Consigne 1 -
Pour chacune des affirmations suivantes, indiquez si elle concorde avec le passage sur la fusion des régions, puis citez les mots du passage qui tranchent : (a) la Pologne a réduit son nombre de régions ; (b) le trajet en train d'Orléans à Limoges dure 2 heures 07 ; (c) le renforcement des régions est présenté comme une amorce de fédéralisme.
Consigne 2 -
Reprenez le passage sur la fusion des régions à la suite de sa dernière phrase.

Extrait -
»»

D'un point de vue économique, le projet de loi indique que si l'on fusionne un certain nombre de régions, on obtient une plus grande homogénéité en termes de PIB par habitant et par région. C'est une évidence : dès lors que le nombre des territoires diminue, les écarts baissent ! Les chiffres d'ailleurs ne sont guère fiables car le calcul du PIB par région soulève de grosses difficultés d'ordre méthodologique.
Les régions fusionnées disposeront d'un budget supérieur. Certes ! Mais la réforme de 1982 a été une réussite car les budgets des régions étaient surtout des budgets d'investissement, ce qui est gage d'efficacité. Est-il structurant pour les territoires de confier aux régions l'entretien de la robinetterie des collèges ?
En conclusion, chercher la « taille critique » revient à chercher à atteindre un optimum régional qui n'existe pas, faute de corrélation entre la taille, l'économie, la richesse. La Pologne n'a pas réduit son nombre de régions. Quant à l'Espagne, il faut aussi évoquer la loi de 2012. De plus, le renforcement des régions est entendu comme renforcement du niveau régional par rapport aux autres collectivités, non face à l'État. Il ne s'agit pas d'une amorce de fédéralisme.
Les fusions seront-elles sources d'économies ? Dans un premier temps, elles s'accompagneront de coûts directs inévitables dus aux déménagements, à l'aménagement des locaux, à la mise en place d'outils informatiques communs, etc. Surtout, elles auront des effets négatifs externes : le temps passé à discuter des modalités des fusions, du choix de la capitale, de l'emplacement des services sera autant de temps perdu pour définir des stratégies de développement, définir les politiques d'emploi ou renforcer les indispensables coopérations entre régions ! Pour que les fusions réussissent, il faut des synergies entre les anciennes capitales régionales. Or, en train, il faut 2 heures 26 pour aller d'Amiens à Reims, 2 heures 07 d'Orléans à Limoges, 2 heures 08 de Toulouse à Montpellier, 2 heures 25 de Clermont-Ferrand à Lyon. Notre pays manque des infrastructures ferroviaires pour développer les synergies et les réseaux.

««

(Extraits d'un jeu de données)

»»

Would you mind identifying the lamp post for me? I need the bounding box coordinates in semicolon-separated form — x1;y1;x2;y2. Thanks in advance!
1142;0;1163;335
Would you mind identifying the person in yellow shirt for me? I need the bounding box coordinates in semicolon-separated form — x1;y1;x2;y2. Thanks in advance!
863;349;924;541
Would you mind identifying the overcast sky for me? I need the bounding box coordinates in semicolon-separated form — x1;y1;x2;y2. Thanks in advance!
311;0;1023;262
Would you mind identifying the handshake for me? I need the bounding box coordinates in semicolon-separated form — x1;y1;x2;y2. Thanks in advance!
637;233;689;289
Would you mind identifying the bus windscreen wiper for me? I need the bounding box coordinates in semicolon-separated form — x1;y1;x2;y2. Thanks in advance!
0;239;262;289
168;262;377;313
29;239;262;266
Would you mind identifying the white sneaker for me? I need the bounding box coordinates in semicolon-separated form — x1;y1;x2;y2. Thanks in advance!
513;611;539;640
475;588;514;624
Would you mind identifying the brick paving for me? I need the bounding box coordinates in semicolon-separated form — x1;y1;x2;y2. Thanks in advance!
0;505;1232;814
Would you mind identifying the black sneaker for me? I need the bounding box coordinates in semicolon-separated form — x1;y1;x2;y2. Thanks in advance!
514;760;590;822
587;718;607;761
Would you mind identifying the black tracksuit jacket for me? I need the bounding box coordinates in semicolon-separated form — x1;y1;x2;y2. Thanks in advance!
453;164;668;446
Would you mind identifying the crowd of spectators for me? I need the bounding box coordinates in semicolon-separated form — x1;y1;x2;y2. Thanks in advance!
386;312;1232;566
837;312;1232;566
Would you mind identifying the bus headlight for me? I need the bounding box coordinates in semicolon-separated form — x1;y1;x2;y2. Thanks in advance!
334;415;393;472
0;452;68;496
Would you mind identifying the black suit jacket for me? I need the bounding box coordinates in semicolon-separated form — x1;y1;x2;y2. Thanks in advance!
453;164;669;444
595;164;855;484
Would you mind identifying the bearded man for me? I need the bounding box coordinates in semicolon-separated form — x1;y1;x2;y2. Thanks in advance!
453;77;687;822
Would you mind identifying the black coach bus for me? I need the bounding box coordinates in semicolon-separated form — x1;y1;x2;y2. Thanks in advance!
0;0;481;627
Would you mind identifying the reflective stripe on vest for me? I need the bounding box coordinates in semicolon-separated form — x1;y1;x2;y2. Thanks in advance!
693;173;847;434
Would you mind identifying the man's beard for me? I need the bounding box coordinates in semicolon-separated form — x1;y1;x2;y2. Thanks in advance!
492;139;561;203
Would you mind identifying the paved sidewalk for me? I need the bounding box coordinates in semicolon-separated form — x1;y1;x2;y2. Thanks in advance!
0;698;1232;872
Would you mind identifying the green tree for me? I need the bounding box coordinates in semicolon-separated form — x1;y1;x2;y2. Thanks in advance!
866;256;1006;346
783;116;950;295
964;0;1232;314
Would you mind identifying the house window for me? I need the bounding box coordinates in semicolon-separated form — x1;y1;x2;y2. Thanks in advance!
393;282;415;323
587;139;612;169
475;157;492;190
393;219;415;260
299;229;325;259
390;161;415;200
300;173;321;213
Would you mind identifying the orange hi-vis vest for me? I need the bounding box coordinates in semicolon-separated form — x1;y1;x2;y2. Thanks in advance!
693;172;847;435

««
»»

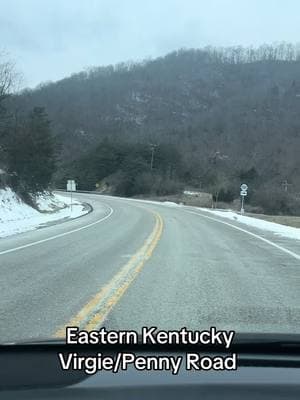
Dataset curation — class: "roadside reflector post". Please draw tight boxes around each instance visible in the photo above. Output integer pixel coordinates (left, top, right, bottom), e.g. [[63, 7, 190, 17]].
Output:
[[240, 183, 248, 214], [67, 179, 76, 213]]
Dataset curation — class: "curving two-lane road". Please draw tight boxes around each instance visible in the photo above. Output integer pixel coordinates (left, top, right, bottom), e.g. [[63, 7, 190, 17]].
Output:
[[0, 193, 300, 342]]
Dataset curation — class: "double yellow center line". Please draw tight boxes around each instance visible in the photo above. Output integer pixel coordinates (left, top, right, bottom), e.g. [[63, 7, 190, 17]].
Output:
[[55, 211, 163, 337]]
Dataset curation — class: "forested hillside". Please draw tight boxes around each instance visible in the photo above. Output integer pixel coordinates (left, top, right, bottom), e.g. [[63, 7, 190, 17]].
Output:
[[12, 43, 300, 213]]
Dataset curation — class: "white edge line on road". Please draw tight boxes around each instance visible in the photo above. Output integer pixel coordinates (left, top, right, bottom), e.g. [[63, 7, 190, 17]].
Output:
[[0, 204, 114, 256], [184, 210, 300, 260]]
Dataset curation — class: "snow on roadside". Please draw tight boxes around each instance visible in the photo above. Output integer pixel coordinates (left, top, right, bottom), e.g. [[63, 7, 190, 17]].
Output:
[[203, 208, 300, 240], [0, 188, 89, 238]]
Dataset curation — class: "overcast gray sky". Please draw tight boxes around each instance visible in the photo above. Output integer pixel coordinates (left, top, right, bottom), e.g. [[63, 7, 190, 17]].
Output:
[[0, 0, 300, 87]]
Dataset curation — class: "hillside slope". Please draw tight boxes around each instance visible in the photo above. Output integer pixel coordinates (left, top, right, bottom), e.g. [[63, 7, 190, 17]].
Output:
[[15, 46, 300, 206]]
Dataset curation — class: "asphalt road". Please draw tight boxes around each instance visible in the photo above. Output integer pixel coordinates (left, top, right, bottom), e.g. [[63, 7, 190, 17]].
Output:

««

Réponse rédigée 1 -
(a) Non : « La Pologne n'a pas réduit son nombre de régions. »
(b) Oui : « 2 heures 07 d'Orléans à Limoges »
(c) Non : « Il ne s'agit pas d'une amorce de fédéralisme. »

Réponse rédigée 2 -
Les fusions entraîneront aussi des coûts directs permanents : le mieux-disant l'emportera toujours, avec des coûts plus élevés en matière sociale, pour l'entretien des lycées, la création d'antennes supplémentaires dans les territoires, etc. L'expérience montre que les coûts croissent avec la taille.
Enfin, un mot sur l'identité : le développement présuppose que les personnes s'identifient avec leur territoire.
Le diagnostic des réformes antérieures n'a pas été fait. On n'améliore pas un puzzle en changeant le nombre de pièces. Les réformes de fond, fiscale notamment, dans le sens d'une véritable décentralisation, n'ont pas été lancées. Mais comme le disait le poète Pierre Seghers, « l'impossible, c'est ce qui demande du temps ».